Written problem 1:
Show every line of the listing that contains the word "building".

Passage:
########################################

Charlotte D'Amboise: Star Quality

July 22, 2007
Charlotte d’Amboise has long been known on Broadway as a true triple threat: the winning choice in roles that call for dancing, singing, and acting. Her verve, charm, deft comic timing—and great shoulder-and-hip action—have buoyed many a dance-heavy musical in the past two decades. From her Tony-nominated appearance in Jerome Robbins’
Broadway
to Susan Stroman’s Contact to witty interpretations of Gwen Verdon’s roles in Damn Yankees and Chicago, she has carried the torch for powerful, personable dancing that shoots across the footlights.
She brings a sullied innocence and slightly ditzy deliciousness to Roxie Hart in the revival of
Chicag
o—a role she’s been playing on and off since she opened the national tour in 1997. Certainly the strongest dancer to take on the role since Ann Reinking, the revival’s choreographer, she runs away with big numbers like “Me and My Baby” and “Roxie,” and displays more grace and agility while high up on a ladder than most people do standing on the ground.
Last April d’Amboise, 39, was briefly glimpsed in the title role of
Sweet Charity
, the Broadway revival of the 1966 Cy Coleman-Neil Simon-Bob Fosse collaboration that opened in May with new choreography by Wayne Cilento. In a roller-coaster series of events, she was whisked out of Chicago to take over as Charity Hope Valentine—the vulnerable, ever-optimistic dance hall hostess searching for love—for the show’s trial run in Boston. As standby for TV star Christina Applegate, d’Amboise got the call when Applegate injured her foot during the Chicago tryout, less than a month before Broadway previews were to begin.
Charity, originally portrayed by Verdon, is a part d’Amboise had longed to play since she was 18. “I know exactly who Charity is,” she said in an interview. “The part is a natural for me.” But in Boston, smack in the middle of her much publicized star turn, the cast was told the show would close before it ever got to New York. The Boston reviews, while full of praise for d’Amboise (“a sheer delight in the role…a performer with oodles of talent and charisma”), had not been the kind that send stampedes to the box office.
But then another turnaround, just as sudden, saved the show.
Charity
did come to Broadway, and d’Amboise did play Charity—but only for a week of previews until Applegate recovered in time for opening night. For those few performances, the audience greeted her with prolonged applause and gave her a standing ovation at the end. The consensus was that she was simply smashing in the role. The following week, she traded in Charity’s little red dress for Roxie’s even slinkier black one, returning to Chicago.
Not long after, sitting in a trendy restaurant near her Harlem home, d’Amboise said, “It’s definitely frustrating, because I was just starting to make the role my own and getting the chemistry with everybody.”
Her father, Jacques d’Amboise, the former New York City Ballet star who founded the National Dance Institute, rushed to Boston to catch her final two shows, and attended all but one of her Broadway performances. He noticed a breakthrough at one point: “I could see that she now felt comfortable enough in the role to play with it. She had to carry everything—dancing, sing-ing, drama. There’s one scene near the end where she went through three mind-boggling emotional transitions. It’s the first role where I’ve seen her display that kind of emotional range. I realized my daughter is a fabulous actress!”

########################################

Written problem 2:
According to the profile, why was d'Amboise called to take over the role of Charity Hope Valentine for the Boston trial run?

Dataset entries:
########################################

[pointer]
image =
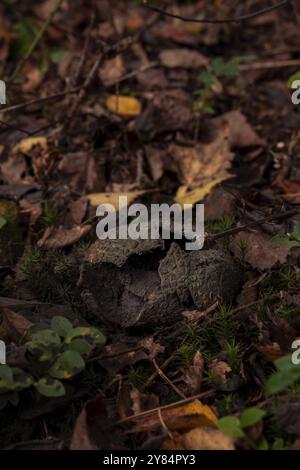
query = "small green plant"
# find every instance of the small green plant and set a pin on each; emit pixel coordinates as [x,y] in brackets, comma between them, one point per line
[220,225]
[54,354]
[211,80]
[237,426]
[49,215]
[138,376]
[232,351]
[286,376]
[290,239]
[186,354]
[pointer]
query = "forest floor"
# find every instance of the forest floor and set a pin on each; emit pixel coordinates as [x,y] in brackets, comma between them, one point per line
[108,98]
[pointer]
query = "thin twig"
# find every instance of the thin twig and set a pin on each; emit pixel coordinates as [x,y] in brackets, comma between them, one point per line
[167,380]
[237,19]
[37,39]
[242,228]
[166,407]
[17,107]
[14,128]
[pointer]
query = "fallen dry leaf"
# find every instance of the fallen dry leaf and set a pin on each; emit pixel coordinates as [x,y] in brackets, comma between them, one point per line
[220,370]
[13,326]
[62,236]
[112,70]
[200,438]
[91,427]
[26,145]
[205,163]
[184,196]
[270,352]
[177,418]
[125,106]
[97,199]
[194,374]
[241,133]
[31,78]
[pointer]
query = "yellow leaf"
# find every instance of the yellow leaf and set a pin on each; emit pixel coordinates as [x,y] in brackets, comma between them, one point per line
[183,196]
[125,106]
[201,167]
[113,198]
[177,418]
[26,145]
[200,439]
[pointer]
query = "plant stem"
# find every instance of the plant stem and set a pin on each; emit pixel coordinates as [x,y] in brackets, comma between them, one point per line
[37,39]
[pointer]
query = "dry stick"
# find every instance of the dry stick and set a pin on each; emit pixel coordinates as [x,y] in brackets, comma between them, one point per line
[218,21]
[106,51]
[37,39]
[166,407]
[74,80]
[14,128]
[271,64]
[167,380]
[242,228]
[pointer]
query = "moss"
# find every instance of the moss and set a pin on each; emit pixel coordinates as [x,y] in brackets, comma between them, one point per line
[52,275]
[10,233]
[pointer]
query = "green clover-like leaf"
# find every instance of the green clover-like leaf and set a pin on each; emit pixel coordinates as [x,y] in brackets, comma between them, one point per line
[68,364]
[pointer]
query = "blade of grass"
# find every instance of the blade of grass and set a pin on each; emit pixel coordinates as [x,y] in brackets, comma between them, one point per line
[37,39]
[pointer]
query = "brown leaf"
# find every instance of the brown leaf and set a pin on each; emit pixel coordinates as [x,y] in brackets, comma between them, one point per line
[241,133]
[261,253]
[220,370]
[31,78]
[62,236]
[13,326]
[194,374]
[169,111]
[177,418]
[203,163]
[142,402]
[153,348]
[112,70]
[92,418]
[270,352]
[13,169]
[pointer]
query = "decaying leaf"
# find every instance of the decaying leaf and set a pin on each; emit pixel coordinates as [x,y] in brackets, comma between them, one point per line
[177,418]
[125,106]
[194,374]
[26,145]
[202,167]
[62,236]
[13,326]
[184,196]
[241,134]
[91,427]
[220,370]
[270,352]
[200,438]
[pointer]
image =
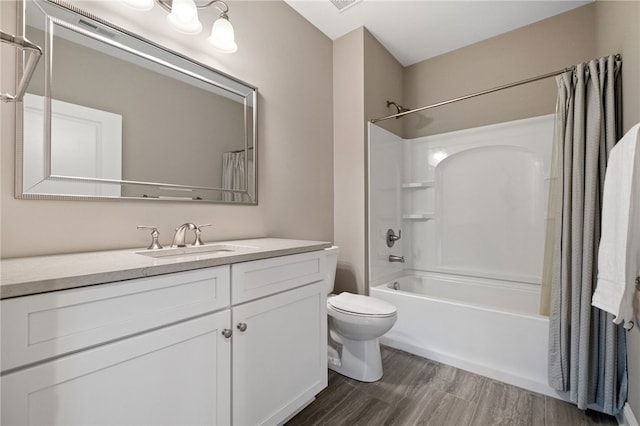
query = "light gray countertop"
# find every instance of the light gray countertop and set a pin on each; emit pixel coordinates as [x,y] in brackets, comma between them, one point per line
[40,274]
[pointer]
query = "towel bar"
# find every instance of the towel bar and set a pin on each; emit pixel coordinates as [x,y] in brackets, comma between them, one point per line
[35,50]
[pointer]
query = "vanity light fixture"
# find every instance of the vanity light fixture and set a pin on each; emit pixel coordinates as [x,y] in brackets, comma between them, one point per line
[183,17]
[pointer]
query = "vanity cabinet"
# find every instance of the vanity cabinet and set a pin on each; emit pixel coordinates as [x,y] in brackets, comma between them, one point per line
[237,344]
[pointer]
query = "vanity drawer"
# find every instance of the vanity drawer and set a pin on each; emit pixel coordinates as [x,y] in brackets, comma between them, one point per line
[47,325]
[260,278]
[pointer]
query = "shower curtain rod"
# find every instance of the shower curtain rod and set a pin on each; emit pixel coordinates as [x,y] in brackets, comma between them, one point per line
[482,92]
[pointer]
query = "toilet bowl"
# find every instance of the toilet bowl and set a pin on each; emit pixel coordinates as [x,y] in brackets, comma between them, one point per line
[355,324]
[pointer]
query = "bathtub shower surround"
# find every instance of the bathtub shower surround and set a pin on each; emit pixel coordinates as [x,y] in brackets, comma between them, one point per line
[471,205]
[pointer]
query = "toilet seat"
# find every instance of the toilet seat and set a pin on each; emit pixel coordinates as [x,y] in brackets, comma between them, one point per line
[357,304]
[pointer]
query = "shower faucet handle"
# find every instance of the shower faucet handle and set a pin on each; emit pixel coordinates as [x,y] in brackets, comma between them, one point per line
[392,237]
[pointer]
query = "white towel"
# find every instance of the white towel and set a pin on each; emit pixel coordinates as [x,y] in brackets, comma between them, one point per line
[619,250]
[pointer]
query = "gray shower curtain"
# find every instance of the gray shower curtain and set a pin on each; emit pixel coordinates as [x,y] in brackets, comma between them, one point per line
[587,351]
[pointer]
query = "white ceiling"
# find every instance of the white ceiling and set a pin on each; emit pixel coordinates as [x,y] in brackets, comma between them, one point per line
[415,30]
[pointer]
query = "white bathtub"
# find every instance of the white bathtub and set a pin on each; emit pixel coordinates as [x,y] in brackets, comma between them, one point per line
[488,327]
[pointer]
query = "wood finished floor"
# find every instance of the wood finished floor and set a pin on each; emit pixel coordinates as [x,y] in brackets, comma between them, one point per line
[418,391]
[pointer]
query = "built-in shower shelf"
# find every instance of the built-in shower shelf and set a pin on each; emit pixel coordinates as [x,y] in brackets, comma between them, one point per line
[416,185]
[418,216]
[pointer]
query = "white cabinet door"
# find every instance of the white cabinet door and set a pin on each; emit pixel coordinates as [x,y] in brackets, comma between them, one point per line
[280,359]
[174,375]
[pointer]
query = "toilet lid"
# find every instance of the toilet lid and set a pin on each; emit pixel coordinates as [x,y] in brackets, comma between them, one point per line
[361,305]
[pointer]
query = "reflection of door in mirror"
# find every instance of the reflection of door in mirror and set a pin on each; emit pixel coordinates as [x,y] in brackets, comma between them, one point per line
[85,143]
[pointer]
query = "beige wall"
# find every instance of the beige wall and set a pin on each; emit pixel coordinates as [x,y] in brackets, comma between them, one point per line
[294,79]
[540,48]
[618,31]
[365,76]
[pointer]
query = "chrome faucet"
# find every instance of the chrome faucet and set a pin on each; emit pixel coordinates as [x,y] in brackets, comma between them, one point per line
[178,238]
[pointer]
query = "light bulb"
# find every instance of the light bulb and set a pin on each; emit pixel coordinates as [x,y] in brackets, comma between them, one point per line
[222,36]
[184,17]
[141,5]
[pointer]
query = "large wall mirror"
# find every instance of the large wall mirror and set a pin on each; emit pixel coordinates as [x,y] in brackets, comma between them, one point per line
[109,114]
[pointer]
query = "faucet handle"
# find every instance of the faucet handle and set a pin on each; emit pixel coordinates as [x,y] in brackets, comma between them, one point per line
[155,245]
[198,231]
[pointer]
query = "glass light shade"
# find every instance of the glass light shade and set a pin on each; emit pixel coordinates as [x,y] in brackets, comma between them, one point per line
[184,17]
[222,36]
[141,5]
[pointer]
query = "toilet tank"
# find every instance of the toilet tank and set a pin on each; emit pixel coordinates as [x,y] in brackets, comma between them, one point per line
[332,264]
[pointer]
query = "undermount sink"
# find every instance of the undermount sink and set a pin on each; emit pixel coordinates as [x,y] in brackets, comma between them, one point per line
[167,253]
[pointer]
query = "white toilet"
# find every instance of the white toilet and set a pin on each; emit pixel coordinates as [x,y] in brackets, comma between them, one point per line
[355,324]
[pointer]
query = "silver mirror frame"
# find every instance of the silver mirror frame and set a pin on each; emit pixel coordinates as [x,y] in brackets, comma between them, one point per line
[251,129]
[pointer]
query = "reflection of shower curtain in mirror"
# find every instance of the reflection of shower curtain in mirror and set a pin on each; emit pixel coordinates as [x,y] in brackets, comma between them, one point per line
[234,175]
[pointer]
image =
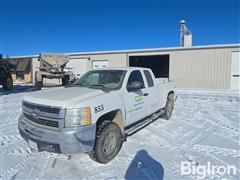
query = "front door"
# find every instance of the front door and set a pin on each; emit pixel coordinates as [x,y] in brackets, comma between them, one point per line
[135,101]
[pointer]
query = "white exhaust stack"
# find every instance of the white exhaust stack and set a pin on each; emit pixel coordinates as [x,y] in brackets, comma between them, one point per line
[185,35]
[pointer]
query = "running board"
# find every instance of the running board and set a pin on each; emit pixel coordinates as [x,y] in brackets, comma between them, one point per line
[132,129]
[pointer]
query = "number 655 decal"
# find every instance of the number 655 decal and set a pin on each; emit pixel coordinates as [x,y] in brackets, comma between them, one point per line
[98,108]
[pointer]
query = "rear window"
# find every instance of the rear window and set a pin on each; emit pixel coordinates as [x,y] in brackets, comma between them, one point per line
[149,78]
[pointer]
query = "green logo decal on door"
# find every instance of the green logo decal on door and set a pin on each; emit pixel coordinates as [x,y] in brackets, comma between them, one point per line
[138,98]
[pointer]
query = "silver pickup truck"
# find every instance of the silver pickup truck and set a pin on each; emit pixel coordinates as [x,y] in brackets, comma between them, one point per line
[97,113]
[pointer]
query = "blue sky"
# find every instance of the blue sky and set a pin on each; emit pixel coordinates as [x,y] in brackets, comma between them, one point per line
[34,26]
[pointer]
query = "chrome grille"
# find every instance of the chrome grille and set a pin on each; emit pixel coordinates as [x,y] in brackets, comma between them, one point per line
[46,109]
[42,114]
[41,121]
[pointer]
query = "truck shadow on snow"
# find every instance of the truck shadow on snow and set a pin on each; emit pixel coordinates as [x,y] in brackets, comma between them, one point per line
[143,166]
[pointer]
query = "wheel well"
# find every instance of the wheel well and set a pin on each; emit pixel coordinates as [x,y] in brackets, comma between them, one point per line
[115,116]
[108,116]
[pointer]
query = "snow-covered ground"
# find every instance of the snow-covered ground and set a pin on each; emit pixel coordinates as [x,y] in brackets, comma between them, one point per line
[204,128]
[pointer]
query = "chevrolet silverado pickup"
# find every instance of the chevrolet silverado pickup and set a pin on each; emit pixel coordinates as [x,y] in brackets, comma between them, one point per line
[96,113]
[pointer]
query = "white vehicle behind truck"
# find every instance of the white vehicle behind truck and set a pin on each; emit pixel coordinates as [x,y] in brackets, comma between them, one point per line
[97,113]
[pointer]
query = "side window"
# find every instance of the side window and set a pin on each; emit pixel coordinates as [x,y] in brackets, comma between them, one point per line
[135,76]
[93,78]
[149,78]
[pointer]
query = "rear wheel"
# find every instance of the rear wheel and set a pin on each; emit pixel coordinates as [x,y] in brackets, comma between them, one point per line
[169,107]
[108,142]
[8,83]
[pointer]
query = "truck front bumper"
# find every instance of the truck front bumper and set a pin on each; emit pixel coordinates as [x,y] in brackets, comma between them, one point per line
[64,140]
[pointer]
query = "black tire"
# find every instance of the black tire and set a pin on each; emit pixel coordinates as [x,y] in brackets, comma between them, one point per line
[65,80]
[107,144]
[8,83]
[169,107]
[38,85]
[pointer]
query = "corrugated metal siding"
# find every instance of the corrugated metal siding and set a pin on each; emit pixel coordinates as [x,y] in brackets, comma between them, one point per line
[201,68]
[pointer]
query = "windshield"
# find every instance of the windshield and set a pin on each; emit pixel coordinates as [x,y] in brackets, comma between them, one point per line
[104,79]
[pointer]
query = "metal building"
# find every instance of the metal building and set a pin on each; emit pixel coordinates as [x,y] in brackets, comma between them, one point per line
[211,67]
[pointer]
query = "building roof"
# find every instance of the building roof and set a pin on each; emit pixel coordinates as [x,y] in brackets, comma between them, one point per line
[142,50]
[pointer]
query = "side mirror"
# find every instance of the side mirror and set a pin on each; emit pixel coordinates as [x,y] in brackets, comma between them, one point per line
[135,85]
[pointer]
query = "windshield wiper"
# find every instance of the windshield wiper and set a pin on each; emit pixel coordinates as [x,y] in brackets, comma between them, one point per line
[77,85]
[99,85]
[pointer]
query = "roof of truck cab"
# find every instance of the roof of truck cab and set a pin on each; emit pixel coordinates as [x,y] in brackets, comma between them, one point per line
[123,68]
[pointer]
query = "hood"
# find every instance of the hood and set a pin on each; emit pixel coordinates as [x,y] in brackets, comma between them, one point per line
[62,96]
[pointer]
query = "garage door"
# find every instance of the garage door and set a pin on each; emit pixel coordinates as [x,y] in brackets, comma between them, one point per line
[100,64]
[79,66]
[235,72]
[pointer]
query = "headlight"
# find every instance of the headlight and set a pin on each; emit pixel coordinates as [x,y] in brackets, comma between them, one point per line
[78,117]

########################################

Task response 1:
query = "metal building"
# find every instance of the metal building and set a pin on each; emit pixel coordinates as [x,y] in brackets, comma between them, one point per line
query = "building roof"
# find every instance of the building roof and set a pin on each; emit pixel coordinates as [x,y] in brackets, comma between them, one point per line

Task response 2:
D'Amboise was the standby for Christina Applegate. She got the call when Applegate injured her foot during the Chicago tryout, less than a month before Broadway previews were to begin.